• EXTRACTED DATA:
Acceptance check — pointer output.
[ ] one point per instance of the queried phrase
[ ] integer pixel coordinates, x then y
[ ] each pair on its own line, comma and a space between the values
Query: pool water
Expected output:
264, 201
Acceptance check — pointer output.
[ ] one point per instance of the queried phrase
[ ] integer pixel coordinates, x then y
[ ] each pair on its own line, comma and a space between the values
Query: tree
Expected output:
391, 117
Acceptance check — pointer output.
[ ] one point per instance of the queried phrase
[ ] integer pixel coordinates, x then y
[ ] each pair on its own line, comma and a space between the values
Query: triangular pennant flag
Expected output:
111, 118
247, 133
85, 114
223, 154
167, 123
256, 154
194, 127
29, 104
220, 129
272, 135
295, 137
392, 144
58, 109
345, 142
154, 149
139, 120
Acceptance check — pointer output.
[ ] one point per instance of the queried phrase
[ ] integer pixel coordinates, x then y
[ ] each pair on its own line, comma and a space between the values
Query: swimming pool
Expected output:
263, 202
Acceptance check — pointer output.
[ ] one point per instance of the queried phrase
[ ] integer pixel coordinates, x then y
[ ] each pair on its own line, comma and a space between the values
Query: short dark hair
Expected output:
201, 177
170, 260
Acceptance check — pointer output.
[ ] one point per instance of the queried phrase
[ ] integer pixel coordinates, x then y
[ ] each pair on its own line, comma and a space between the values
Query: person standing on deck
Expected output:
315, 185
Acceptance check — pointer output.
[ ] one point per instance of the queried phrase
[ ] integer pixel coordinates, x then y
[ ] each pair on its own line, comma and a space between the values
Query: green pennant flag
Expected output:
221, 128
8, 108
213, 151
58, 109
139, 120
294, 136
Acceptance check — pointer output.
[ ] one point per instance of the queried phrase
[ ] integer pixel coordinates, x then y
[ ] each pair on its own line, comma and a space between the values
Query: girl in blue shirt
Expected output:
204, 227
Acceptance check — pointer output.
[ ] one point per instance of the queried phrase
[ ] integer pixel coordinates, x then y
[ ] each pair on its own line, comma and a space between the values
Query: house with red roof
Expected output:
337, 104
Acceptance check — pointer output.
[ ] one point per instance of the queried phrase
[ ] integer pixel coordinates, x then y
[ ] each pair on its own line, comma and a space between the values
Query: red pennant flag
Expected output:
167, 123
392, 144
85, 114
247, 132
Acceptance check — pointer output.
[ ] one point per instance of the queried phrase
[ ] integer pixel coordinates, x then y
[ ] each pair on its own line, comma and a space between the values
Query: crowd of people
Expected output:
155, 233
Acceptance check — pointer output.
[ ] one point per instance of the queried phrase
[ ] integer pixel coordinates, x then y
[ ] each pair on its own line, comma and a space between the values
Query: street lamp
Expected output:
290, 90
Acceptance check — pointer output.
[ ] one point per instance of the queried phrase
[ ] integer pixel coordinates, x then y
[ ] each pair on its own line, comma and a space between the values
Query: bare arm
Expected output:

• OBJECTIVE:
From the records above, extract every entry verbatim.

• SOLUTION FOR THIS PROBLEM:
Acceptance check — pointer output.
[ ] one point per instance of the queried phrase
[ ] integer pixel coordinates, x then y
[ ] each pair on its own line, comma and a space between the values
Query: pool water
Expected output:
264, 201
Acceptance check — pointer output.
[ ] one point per instance of the queried phrase
[ ] integer pixel coordinates, x then y
[ ] each pair on its own line, comma and a space between the values
Query: tree
Expected output:
391, 117
Acceptance check — pointer output.
[ ] one point per instance of the queried phrase
[ ] integer pixel coordinates, x then y
[ ] each pair on its own line, comma and a space between the values
Query: triangular pennant flag
Expected output:
111, 118
247, 133
85, 114
223, 154
167, 123
256, 154
194, 127
29, 104
220, 129
272, 135
295, 137
392, 144
58, 109
345, 142
154, 149
139, 120
Acceptance check — pointer output.
[ ] one point per instance of the queried phrase
[ ] integer pixel coordinates, x then y
[ ] each pair on its own line, comma and a space between the values
Query: swimming pool
Expected output:
263, 202
Acceptance check — pointer output.
[ ] one point per instance of the queried phrase
[ ] integer pixel coordinates, x then y
[ ] each pair on its own line, comma and a space between the values
Query: short dark hair
Expected output:
201, 177
170, 260
Acceptance check — pointer output.
[ ] one point per instance of the queried phrase
[ ] integer pixel coordinates, x then y
[ ] each pair on its own line, comma and a space between the values
Query: person standing on deck
Expected output:
315, 185
Acceptance check — pointer output.
[ ] one point per instance of the queried phrase
[ ] integer pixel coordinates, x then y
[ ] each pair on its own line, comma and a space between the values
Query: green pennant flag
Expected output:
221, 128
8, 108
213, 151
58, 109
139, 120
294, 136
Acceptance check — pointer output.
[ ] one point per instance of the queried phrase
[ ] integer pixel coordinates, x then y
[ ] each pair on its own line, comma and a space between the values
Query: girl in blue shirt
Expected output:
204, 227
Acceptance check — pointer output.
[ ] one point per instance of the queried phrase
[ ] integer pixel coordinates, x then y
[ ] each pair on its own line, comma and a space between the values
Query: house with red roof
Expected output:
337, 104
Acceptance check — pointer output.
[ ] one point per instance of the queried phrase
[ ] integer pixel coordinates, x then y
[ ] each pair on its own line, comma and a space between the values
Query: red pennant flag
Expected output:
167, 123
392, 144
85, 114
247, 132
Acceptance check — pointer output.
[ ] one point per instance of the queried phrase
[ ] integer pixel coordinates, x then y
[ ] each pair on its own line, comma and a space between the values
Query: crowd of people
Expected output:
155, 233
Acceptance check — pointer output.
[ ] one point per instance of the queried phrase
[ ] integer pixel coordinates, x then y
[ ] each pair on its own line, comma and a space between the values
Query: street lamp
Expected output:
290, 90
Acceptance check — pointer output.
[ ] one point per instance of the queried phrase
[ ] integer pixel coordinates, x then y
[ ] each pair on its own line, comma and a space between the values
Query: bare arm
Expected output:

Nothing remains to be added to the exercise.